### Your goal:
Write out the entries again exactly as they are given.

####################

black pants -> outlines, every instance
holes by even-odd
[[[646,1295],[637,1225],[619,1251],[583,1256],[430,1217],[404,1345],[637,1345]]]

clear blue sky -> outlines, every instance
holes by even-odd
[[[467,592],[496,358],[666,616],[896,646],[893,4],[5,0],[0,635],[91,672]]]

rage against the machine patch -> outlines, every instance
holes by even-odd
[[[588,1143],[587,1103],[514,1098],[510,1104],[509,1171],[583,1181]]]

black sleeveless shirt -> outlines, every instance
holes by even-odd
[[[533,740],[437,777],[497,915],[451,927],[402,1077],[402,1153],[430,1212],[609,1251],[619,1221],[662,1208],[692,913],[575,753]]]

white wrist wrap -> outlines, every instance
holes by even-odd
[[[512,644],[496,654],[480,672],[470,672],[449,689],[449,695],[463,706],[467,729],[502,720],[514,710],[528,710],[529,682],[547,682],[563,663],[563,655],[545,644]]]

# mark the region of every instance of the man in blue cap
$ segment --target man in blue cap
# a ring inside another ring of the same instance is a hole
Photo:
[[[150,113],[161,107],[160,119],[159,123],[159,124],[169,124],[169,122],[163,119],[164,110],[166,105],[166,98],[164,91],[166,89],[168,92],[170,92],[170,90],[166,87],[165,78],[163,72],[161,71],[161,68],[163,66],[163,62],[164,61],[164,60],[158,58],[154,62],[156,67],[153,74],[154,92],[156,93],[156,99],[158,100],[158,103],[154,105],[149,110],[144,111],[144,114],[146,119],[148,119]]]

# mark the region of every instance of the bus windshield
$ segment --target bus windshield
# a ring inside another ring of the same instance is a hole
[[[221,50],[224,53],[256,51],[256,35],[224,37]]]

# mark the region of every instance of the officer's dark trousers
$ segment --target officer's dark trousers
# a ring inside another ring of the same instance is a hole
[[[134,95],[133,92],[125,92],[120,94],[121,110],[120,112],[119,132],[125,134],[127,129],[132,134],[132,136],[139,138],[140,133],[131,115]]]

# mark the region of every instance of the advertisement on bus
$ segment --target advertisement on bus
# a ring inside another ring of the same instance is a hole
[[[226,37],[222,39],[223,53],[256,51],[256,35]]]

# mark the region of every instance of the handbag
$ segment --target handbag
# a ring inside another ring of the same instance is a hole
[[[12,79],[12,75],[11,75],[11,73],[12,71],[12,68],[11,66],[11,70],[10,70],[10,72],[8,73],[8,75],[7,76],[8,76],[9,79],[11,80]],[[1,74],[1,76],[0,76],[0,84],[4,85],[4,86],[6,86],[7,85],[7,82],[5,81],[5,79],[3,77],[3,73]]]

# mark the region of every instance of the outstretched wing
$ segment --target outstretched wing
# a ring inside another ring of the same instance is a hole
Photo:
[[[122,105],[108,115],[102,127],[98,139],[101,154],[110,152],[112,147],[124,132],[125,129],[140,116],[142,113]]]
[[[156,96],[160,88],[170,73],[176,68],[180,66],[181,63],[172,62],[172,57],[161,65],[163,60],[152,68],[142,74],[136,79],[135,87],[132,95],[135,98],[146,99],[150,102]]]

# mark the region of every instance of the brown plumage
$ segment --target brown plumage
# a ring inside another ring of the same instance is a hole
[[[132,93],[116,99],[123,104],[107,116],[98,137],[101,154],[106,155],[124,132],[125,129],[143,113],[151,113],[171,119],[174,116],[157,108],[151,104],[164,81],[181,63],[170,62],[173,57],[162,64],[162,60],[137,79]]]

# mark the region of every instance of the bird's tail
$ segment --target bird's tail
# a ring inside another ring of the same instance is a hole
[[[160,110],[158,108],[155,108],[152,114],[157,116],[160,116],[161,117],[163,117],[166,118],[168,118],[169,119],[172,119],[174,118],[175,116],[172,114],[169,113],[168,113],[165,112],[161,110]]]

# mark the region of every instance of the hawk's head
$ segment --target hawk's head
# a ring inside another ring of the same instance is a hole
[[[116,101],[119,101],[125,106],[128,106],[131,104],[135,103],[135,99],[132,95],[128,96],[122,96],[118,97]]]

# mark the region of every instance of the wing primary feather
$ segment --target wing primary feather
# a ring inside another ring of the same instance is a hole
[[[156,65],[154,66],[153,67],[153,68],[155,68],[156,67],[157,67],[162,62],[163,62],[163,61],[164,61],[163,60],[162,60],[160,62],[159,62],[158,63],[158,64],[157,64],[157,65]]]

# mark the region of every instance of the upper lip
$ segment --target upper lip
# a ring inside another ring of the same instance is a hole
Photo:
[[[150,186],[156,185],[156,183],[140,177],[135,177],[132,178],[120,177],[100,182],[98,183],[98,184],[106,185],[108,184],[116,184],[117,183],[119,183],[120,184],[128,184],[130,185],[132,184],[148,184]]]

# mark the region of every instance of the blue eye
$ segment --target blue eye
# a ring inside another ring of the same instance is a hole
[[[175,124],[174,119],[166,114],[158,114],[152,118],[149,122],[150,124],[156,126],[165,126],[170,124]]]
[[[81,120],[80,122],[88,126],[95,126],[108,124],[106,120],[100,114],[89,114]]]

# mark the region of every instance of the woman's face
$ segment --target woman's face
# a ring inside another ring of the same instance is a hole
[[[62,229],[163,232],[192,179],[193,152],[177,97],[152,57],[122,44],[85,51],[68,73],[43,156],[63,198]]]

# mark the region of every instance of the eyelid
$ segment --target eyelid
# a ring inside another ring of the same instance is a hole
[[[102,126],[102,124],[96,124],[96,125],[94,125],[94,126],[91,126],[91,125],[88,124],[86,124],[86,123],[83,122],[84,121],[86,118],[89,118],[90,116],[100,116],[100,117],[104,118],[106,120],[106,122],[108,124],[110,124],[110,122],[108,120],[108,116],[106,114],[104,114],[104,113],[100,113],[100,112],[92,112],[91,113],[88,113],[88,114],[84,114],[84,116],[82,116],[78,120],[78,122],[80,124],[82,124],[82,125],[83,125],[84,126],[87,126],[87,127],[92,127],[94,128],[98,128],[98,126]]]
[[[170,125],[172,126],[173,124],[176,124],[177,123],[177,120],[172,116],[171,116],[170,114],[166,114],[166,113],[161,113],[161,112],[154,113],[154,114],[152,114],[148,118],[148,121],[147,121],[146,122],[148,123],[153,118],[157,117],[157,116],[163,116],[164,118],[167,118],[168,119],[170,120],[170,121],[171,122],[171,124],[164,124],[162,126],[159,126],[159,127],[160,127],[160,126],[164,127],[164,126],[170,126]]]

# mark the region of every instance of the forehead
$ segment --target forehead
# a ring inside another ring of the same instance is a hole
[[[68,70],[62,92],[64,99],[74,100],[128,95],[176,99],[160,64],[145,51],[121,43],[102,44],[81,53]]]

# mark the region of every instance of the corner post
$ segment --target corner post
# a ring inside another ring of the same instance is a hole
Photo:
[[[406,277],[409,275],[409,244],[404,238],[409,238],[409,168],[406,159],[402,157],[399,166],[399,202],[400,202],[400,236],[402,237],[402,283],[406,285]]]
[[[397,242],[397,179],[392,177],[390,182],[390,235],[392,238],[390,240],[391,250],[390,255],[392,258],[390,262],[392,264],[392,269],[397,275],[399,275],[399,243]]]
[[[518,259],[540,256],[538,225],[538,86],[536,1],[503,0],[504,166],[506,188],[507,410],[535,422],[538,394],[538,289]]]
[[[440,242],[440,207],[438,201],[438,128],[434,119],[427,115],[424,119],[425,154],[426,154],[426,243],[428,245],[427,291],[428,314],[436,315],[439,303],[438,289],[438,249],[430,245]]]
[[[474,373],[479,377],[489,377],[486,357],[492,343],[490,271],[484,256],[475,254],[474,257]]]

####################

### The solution:
black pants -> outlines, every instance
holes by even-odd
[[[646,1295],[637,1225],[619,1251],[583,1256],[430,1217],[404,1345],[637,1345]]]

clear blue sky -> outlines, every instance
holes by even-odd
[[[467,592],[496,358],[666,616],[896,646],[893,4],[5,0],[0,635],[91,672]]]

rage against the machine patch -> outlines, every instance
holes by even-odd
[[[588,1143],[587,1103],[514,1098],[510,1104],[509,1171],[583,1181]]]

black sleeveless shirt -> outlines, every instance
holes by even-odd
[[[533,740],[437,777],[497,915],[451,927],[402,1077],[402,1153],[430,1212],[609,1251],[619,1221],[662,1208],[692,913],[575,753]]]

white wrist wrap -> outlines, every instance
holes by even-odd
[[[512,644],[496,654],[480,672],[470,672],[449,689],[449,695],[463,706],[467,729],[502,720],[514,710],[528,710],[529,682],[547,682],[563,663],[563,655],[545,644]]]

# mark the region of every instance of the man in blue cap
$ segment --target man in blue cap
# a ring inside another ring of the same instance is a hole
Photo:
[[[150,113],[161,107],[160,119],[159,123],[159,124],[169,124],[169,122],[163,119],[164,110],[166,105],[166,98],[164,91],[166,89],[168,92],[170,92],[170,90],[166,87],[165,78],[163,72],[161,71],[161,68],[163,66],[163,62],[164,61],[164,60],[158,58],[154,62],[156,67],[153,74],[154,92],[156,93],[156,99],[158,100],[158,103],[154,105],[149,110],[144,111],[144,114],[146,119],[148,119]]]

# mark the region of every instance of the bus windshield
$ segment --target bus windshield
# a ring inside another ring of the same instance is a hole
[[[221,50],[224,53],[256,51],[256,35],[224,37]]]

# mark the region of every instance of the officer's dark trousers
$ segment --target officer's dark trousers
# a ring inside another ring of the same instance is a hole
[[[134,95],[133,92],[125,92],[120,94],[121,110],[120,112],[119,132],[125,134],[127,129],[132,134],[132,136],[139,138],[140,133],[131,115]]]

# mark the region of every instance of the advertisement on bus
$ segment --target advertisement on bus
# a ring inside another ring of the same instance is a hole
[[[226,37],[222,39],[223,53],[256,51],[256,35]]]

# mark the region of every instance of the handbag
$ segment --target handbag
# a ring inside another ring of the same instance is a hole
[[[12,79],[12,75],[11,75],[11,73],[12,71],[12,68],[11,66],[11,70],[10,70],[10,72],[8,73],[8,75],[7,76],[8,76],[9,79],[11,80]],[[1,74],[1,76],[0,76],[0,84],[4,85],[4,86],[6,86],[7,85],[7,82],[5,81],[5,79],[3,77],[3,73]]]

# mark the region of every instance of the outstretched wing
$ segment --target outstretched wing
# a ring inside another ring of the same instance is a hole
Photo:
[[[122,105],[108,115],[102,127],[98,139],[101,154],[110,152],[112,147],[124,132],[125,129],[140,116],[142,113]]]
[[[156,96],[160,88],[170,73],[176,68],[180,66],[181,63],[172,62],[172,57],[161,65],[163,60],[152,68],[142,74],[136,79],[135,87],[132,95],[135,98],[146,99],[150,102]]]

# mark the region of every instance of the brown plumage
$ segment --target brown plumage
# a ring inside another ring of the same instance is a hole
[[[132,93],[116,99],[123,104],[107,116],[98,137],[101,154],[106,155],[124,132],[125,129],[143,113],[151,113],[171,119],[174,116],[157,108],[151,104],[164,81],[181,63],[170,62],[173,57],[162,64],[162,60],[137,79]]]

# mark the region of every instance of the bird's tail
$ segment --target bird's tail
# a ring inside another ring of the same instance is a hole
[[[160,110],[158,108],[155,108],[152,114],[157,116],[160,116],[161,117],[163,117],[166,118],[168,118],[169,119],[172,119],[174,118],[175,116],[172,114],[169,113],[168,113],[165,112],[161,110]]]

# mark the region of every instance of the hawk's head
$ segment --target hawk's head
# a ring inside another ring of the same instance is a hole
[[[116,101],[119,101],[125,106],[128,106],[131,104],[135,103],[135,99],[132,95],[128,96],[122,96],[118,97]]]

# mark the region of every instance of the wing primary feather
$ segment --target wing primary feather
# a ring inside another ring of the same instance is a hole
[[[156,65],[154,66],[153,67],[153,68],[155,68],[156,67],[157,67],[162,62],[163,62],[163,61],[164,61],[163,60],[162,60],[160,62],[159,62],[158,63],[158,64],[157,64],[157,65]]]

# mark the region of every instance of the upper lip
$ segment --target upper lip
# a ring inside another ring of the same instance is a hole
Photo:
[[[150,186],[156,185],[156,183],[140,177],[135,177],[132,178],[120,177],[100,182],[98,183],[98,184],[106,185],[108,184],[116,184],[117,183],[119,183],[120,184],[128,184],[130,185],[132,184],[148,184]]]

# mark the region of every instance of the blue eye
$ segment --target blue eye
# a ring inside another ring of the same instance is a hole
[[[175,124],[174,119],[166,114],[158,114],[152,118],[149,122],[150,124],[156,126],[165,126],[170,124]]]
[[[81,120],[80,122],[88,126],[95,126],[108,124],[106,120],[100,114],[89,114]]]

# mark the region of every instance of the woman's face
$ segment --target woman's face
# a ring inside another ring of the same instance is a hole
[[[62,229],[163,232],[192,179],[193,152],[177,97],[152,57],[122,44],[85,51],[68,73],[43,156],[63,198]]]

# mark the region of every instance of the eyelid
$ segment --target eyelid
# a ring inside another ring of the same instance is a hole
[[[102,126],[102,124],[96,124],[96,125],[94,125],[94,126],[91,126],[91,125],[88,124],[86,124],[86,123],[83,122],[84,121],[86,118],[89,118],[90,116],[100,116],[100,117],[104,118],[106,120],[106,122],[108,124],[110,124],[110,122],[108,120],[108,116],[106,114],[104,114],[104,113],[100,113],[100,112],[92,112],[91,113],[88,113],[88,114],[84,114],[84,116],[82,116],[78,120],[78,122],[80,124],[82,124],[82,125],[83,125],[84,126],[87,126],[87,127],[92,127],[94,128],[98,128],[98,126]]]
[[[170,125],[172,126],[173,124],[176,124],[177,123],[177,120],[172,116],[171,116],[170,114],[166,114],[166,113],[161,113],[161,112],[154,113],[154,114],[152,114],[148,118],[148,121],[147,121],[146,122],[148,123],[153,118],[157,117],[157,116],[163,116],[164,118],[167,118],[168,119],[170,120],[170,121],[171,122],[171,124],[164,124],[162,126],[159,126],[159,127],[160,127],[160,126],[164,127],[164,126],[170,126]]]

# mark the region of every instance of the forehead
$ segment --target forehead
# a ring inside another ring of the same instance is a hole
[[[68,70],[62,92],[64,99],[74,100],[128,95],[176,99],[160,64],[145,51],[121,43],[102,44],[81,53]]]

# mark the region of every instance of the corner post
$ segment --target corner post
# a ring inside another ring of the same instance is a hole
Photo:
[[[406,277],[409,275],[409,244],[404,238],[409,238],[409,168],[406,159],[402,157],[399,166],[399,202],[400,202],[400,236],[402,237],[402,283],[406,285]]]
[[[397,242],[397,179],[392,177],[390,182],[390,235],[392,238],[390,240],[391,250],[390,255],[392,258],[390,262],[392,264],[392,269],[397,275],[399,275],[399,243]]]
[[[518,259],[540,256],[538,225],[538,86],[536,1],[503,0],[504,166],[506,188],[507,410],[535,422],[538,394],[538,289]]]
[[[440,242],[440,207],[438,201],[438,128],[434,119],[427,115],[424,119],[425,154],[426,154],[426,243],[428,245],[427,291],[428,314],[436,315],[439,303],[438,289],[438,249],[430,245]]]
[[[474,373],[479,377],[489,377],[486,357],[492,343],[490,271],[484,256],[475,254],[474,257]]]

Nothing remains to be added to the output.